DATASET EXCERPTS =
+--

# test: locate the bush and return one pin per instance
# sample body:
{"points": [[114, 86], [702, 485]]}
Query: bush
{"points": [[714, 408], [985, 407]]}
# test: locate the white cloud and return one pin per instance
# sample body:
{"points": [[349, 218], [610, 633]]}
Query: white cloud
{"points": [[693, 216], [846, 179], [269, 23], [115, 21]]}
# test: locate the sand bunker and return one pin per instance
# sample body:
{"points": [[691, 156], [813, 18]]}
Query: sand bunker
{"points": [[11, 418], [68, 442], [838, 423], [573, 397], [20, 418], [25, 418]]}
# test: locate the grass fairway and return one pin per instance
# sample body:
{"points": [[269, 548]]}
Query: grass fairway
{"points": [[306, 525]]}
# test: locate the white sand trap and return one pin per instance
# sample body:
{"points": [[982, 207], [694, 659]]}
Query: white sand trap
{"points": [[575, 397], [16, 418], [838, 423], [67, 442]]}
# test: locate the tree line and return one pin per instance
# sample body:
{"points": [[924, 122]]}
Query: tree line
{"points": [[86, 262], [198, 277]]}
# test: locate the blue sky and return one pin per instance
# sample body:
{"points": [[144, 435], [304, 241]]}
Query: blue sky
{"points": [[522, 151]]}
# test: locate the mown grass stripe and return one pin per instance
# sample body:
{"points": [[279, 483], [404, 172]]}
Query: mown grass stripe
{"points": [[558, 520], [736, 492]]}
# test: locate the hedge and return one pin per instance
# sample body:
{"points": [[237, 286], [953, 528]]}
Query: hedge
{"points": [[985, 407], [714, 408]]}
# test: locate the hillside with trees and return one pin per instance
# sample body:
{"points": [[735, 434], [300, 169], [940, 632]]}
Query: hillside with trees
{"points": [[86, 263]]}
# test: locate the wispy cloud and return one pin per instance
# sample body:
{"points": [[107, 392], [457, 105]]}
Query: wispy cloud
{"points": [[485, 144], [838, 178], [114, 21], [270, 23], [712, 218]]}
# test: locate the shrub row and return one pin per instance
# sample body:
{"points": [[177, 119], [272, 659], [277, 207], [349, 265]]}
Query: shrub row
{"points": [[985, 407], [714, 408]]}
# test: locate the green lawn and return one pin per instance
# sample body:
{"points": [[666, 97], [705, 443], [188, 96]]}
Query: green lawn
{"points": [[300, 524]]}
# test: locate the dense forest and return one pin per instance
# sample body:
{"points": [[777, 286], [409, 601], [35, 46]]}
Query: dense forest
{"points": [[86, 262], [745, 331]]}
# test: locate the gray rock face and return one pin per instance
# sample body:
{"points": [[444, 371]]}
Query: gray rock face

+--

DIRECTIONS FOR THIS TASK = Transcribe every record above exactly as it appears.

EXERCISE RESULT =
# test: locate the bush and return one pin per instance
# sample body:
{"points": [[114, 86], [702, 485]]}
Query: bush
{"points": [[714, 408], [985, 407]]}
# test: locate the white cloud and return one pin per instance
# sample body:
{"points": [[349, 218], [610, 633]]}
Query: white cloud
{"points": [[693, 216], [846, 179], [269, 23], [115, 21]]}
# test: locate the sand bunker and return one pin per instance
# sample body:
{"points": [[691, 156], [813, 18]]}
Query: sand bunker
{"points": [[11, 418], [68, 442], [838, 423], [573, 397], [20, 418], [25, 418]]}
# test: locate the grass fairway and return one pin per instance
# sample body:
{"points": [[269, 548]]}
Query: grass fairway
{"points": [[306, 525]]}
# test: locate the white sand trap and return one pin per instance
# sample body:
{"points": [[982, 207], [694, 659]]}
Query: white sand trap
{"points": [[575, 397], [16, 418], [838, 423], [67, 442]]}
# test: locate the tree line and return one pin per instance
# sample body:
{"points": [[924, 122]]}
Query: tree line
{"points": [[86, 262], [198, 277]]}
# test: locate the blue sky and return one pin per instance
# sample body:
{"points": [[144, 435], [304, 241]]}
Query: blue sky
{"points": [[522, 151]]}
# test: locate the mown grass stripe and return one pin per instance
# sample body:
{"points": [[279, 483], [404, 172]]}
Query: mown grass stripe
{"points": [[558, 520], [736, 492]]}
# test: locate the hedge and return one pin per instance
# sample body:
{"points": [[237, 286], [953, 528]]}
Query: hedge
{"points": [[985, 407], [714, 408]]}
# test: locate the hillside with trees and return one pin per instance
# sample body:
{"points": [[735, 434], [300, 169], [940, 632]]}
Query: hillside with trees
{"points": [[86, 263]]}
# test: locate the wispy cloud and return one pin per instance
# sample body:
{"points": [[107, 392], [457, 105]]}
Query: wispy cloud
{"points": [[485, 144], [838, 178], [114, 21], [270, 23], [712, 218]]}
# test: locate the shrub row and return one pin per instance
# sample body:
{"points": [[177, 119], [272, 659], [277, 207], [349, 265]]}
Query: shrub row
{"points": [[985, 407], [714, 408]]}
# test: locate the green lawn and return one pin per instance
# sample body:
{"points": [[666, 97], [705, 443], [188, 96]]}
Query: green lawn
{"points": [[300, 524]]}
# test: locate the dense forest and return one pin per instance
# sample body:
{"points": [[777, 286], [409, 601], [35, 46]]}
Query: dense forest
{"points": [[86, 262], [745, 331]]}
# test: locate the gray rock face and return one pin per instance
# sample body:
{"points": [[444, 371]]}
Query: gray rock face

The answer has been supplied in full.